>>

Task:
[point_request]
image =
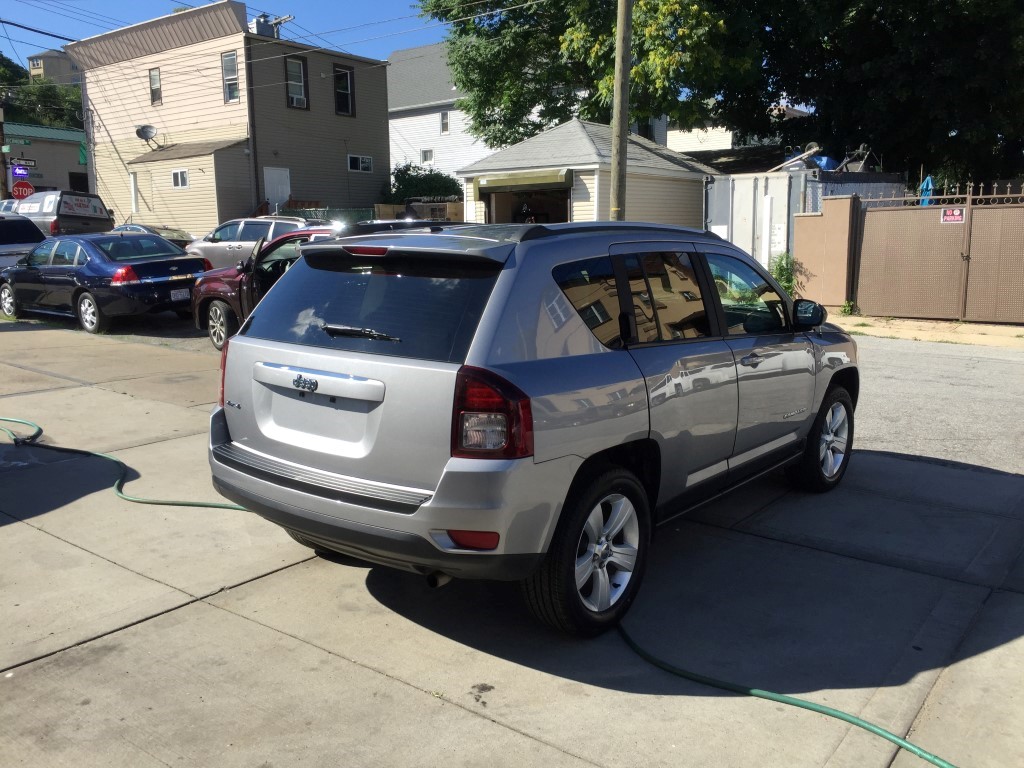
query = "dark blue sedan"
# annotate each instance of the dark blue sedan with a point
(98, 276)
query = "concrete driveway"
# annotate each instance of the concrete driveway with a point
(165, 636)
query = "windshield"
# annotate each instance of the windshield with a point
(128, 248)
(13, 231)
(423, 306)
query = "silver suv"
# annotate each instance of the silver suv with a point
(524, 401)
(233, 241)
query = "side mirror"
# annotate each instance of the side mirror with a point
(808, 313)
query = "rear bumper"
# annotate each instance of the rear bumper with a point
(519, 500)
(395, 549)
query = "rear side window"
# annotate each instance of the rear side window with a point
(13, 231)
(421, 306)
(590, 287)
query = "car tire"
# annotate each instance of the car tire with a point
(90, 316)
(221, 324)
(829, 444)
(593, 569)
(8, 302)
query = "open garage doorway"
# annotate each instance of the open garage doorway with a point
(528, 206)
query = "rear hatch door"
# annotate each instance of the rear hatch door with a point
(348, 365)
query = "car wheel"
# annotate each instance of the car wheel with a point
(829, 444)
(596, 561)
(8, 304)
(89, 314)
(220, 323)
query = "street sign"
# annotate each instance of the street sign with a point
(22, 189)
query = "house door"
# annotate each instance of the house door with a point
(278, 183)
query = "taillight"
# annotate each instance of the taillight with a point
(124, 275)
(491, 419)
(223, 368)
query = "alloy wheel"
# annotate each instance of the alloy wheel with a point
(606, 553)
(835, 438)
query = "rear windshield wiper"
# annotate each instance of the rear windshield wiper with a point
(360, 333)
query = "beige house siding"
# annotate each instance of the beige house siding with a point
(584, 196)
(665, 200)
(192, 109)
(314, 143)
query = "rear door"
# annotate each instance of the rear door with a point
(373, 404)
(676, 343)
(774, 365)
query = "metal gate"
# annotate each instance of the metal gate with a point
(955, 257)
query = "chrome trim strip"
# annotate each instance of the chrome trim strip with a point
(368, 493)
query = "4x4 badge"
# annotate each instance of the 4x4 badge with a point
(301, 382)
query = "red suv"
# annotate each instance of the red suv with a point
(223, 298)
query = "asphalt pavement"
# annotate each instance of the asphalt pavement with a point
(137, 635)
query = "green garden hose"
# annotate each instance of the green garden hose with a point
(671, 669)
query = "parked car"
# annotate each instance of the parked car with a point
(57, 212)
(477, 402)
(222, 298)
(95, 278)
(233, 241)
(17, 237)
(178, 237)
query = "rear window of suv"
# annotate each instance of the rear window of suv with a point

<<

Job.
Copy the records above exactly, omitting every picture.

Reply to the task.
Task:
[point_request]
image =
query = "dark blue sedan"
# annotate each instance of the dark blue sedan with a point
(98, 276)
query = "concrete driveway"
# annotate each instance of the concrete driveway with a point
(165, 636)
query = "windshield"
# annotate each instance of the windshield with a point
(128, 248)
(13, 231)
(423, 306)
query = "silver suv"
# annotate each instance of the silver suv with a point
(524, 401)
(233, 241)
query = "side mirror"
# annotate each instance of the side mirror with a point
(808, 313)
query = "rear bumper"
# annotate each instance of the rear bumper with a point
(519, 500)
(395, 549)
query = "rear side window"
# annotate each instance of the rear side window with a point
(13, 231)
(421, 306)
(590, 287)
query = "car tire"
# annotate each instance of the car tire with a point
(90, 316)
(221, 324)
(829, 444)
(593, 569)
(8, 302)
query = "open garage doorway"
# annotate each instance of the open garage doorway with a point
(528, 206)
query = "rear hatch door"
# annotate each instance of the rear hatch door with a point
(348, 365)
query = "car wheel"
# annotate each instance of the car wheel with a point
(829, 444)
(596, 561)
(8, 304)
(89, 314)
(220, 323)
query = "street sign"
# annotate each instance of the street sign with a point
(22, 189)
query = "house door"
# annotate each instance of the house door with a point
(278, 183)
query = "taillight"
# annotate each instance of the taillight with a point
(124, 275)
(491, 419)
(223, 368)
query = "alloy wheel"
# annotate each instance of the alloy wheel with a point
(606, 553)
(835, 438)
query = "rear windshield wiper"
# annotate each instance of the rear windshield wiper with a point
(360, 333)
query = "beige house siding"
# annotate each instance of the beige house siding with a point
(584, 196)
(665, 200)
(192, 109)
(314, 143)
query = "rear door"
# annotate each instance of the rear door with a point
(373, 404)
(676, 343)
(774, 365)
query = "metal gate"
# annotate each instance of the metal gate with a point
(955, 257)
query = "chrome trim strip"
# annotate each instance of the chrome trim strip with a point
(368, 493)
query = "4x4 badge"
# annotate each instance of the 4x4 badge with a point
(301, 382)
query = "red suv"
# annotate each instance of the red suv with a point
(223, 298)
query = "asphalt pavement"
# annotate each instance of the asphalt pavement with a point
(137, 635)
query = "green garden hose"
# annotate each instance of the green garden hose with a point
(671, 669)
query = "parked car"
# annotate each instance of the parked car with a point
(57, 212)
(477, 402)
(222, 298)
(95, 278)
(233, 241)
(17, 237)
(178, 237)
query = "rear window of suv"
# annotate each instance of the rear window of suv with a point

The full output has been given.